** Begin Provided text **

Honest note: neither Genoa nor the Cinque Terre villages are conventional retail shopping destinations. If retail shopping is the priority, Genoa's Via XX Settembre has chain stores and the Sottoripa arcade has some independent retailers — but this port's shopping reward is in the food, not the fashion.
Tipping and Currency
Coperto applies at Ligurian restaurants — typically €2–3 per person at the table, with counter service at a bar carrying no cover charge (Italian bar culture: stand at the counter, pay less). Tip €2–5 for good full table service in Genoa; no tip at bars or for counter-service espresso. Cinque Terre village restaurants follow the same Ligurian norms. Cinque Terre hiking path vendors and water-taxi operators: no tip expected. Euros (€); Genoa has excellent card acceptance throughout the old port (Porto Antico) and Caruggi district. Cinque Terre villages are increasingly card-friendly, though small village cafés and market stalls may prefer cash. ATMs in La Spezia and at Genoa Principe station.
Traveling with Family
Genoa offers more genuine family infrastructure than most visitors expect, and the city itself — underestimated and often bypassed in favour of the day trip to Cinque Terre — is worth knowing. The decision between staying in Genoa and heading for the coastline is less obvious than it looks on a map, and both paths work well depending on the age and energy level of your family.
The Acquario di Genova on the waterfront near the old port is the largest aquarium in Europe outside Valencia, and by most measures one of the best. It houses sharks, rays, dugongs, dolphins, penguins, seals, and a vast array of Mediterranean and tropical marine life across 71 tanks. The presentation is pitched at children directly and the layout is clear enough that families with children of any age can move through it at their own pace. Allow three to four hours; the aquarium is large enough that rushing it means missing things. Book tickets in advance during the summer peak. Adjacent to the aquarium, the Città dei Bambini e dei Ragazzi is a hands-on science museum built explicitly for children aged two to twelve — one of the better ones in Italy, with interactive exhibits covering physics, engineering, and technology in a way that keeps children engaged rather than simply reading text panels. It is quieter than the aquarium and particularly good for families with toddlers alongside older children.

** End Provided text **

Exercise task 1 -
Answer these from the Genoa travel notes:
(a) What is the typical per-person coperto at Ligurian restaurants?
(b) How many tanks does the Acquario di Genova have?
(c) What age range is the Città dei Bambini e dei Ragazzi built for?
These entries are unrelated to the Genoa travel notes.

** Begin Records to process **

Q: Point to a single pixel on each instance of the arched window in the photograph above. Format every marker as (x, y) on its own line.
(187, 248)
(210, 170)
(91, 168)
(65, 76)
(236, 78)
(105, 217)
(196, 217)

** End Records to process **

Exercise task 2 - Resize the collection entries: write out every line again, requests included, with each x and y coordinate in the answers multiplied by 1.15 and rounded to a whole number, halves rounding up.

Worked answer 1 -
(a) €2–3 per person
(b) 71
(c) Two to twelve

Worked answer 2 -
Q: Point to a single pixel on each instance of the arched window in the photograph above. Format every marker as (x, y) on its own line.
(215, 285)
(242, 196)
(105, 193)
(75, 87)
(271, 90)
(121, 250)
(225, 250)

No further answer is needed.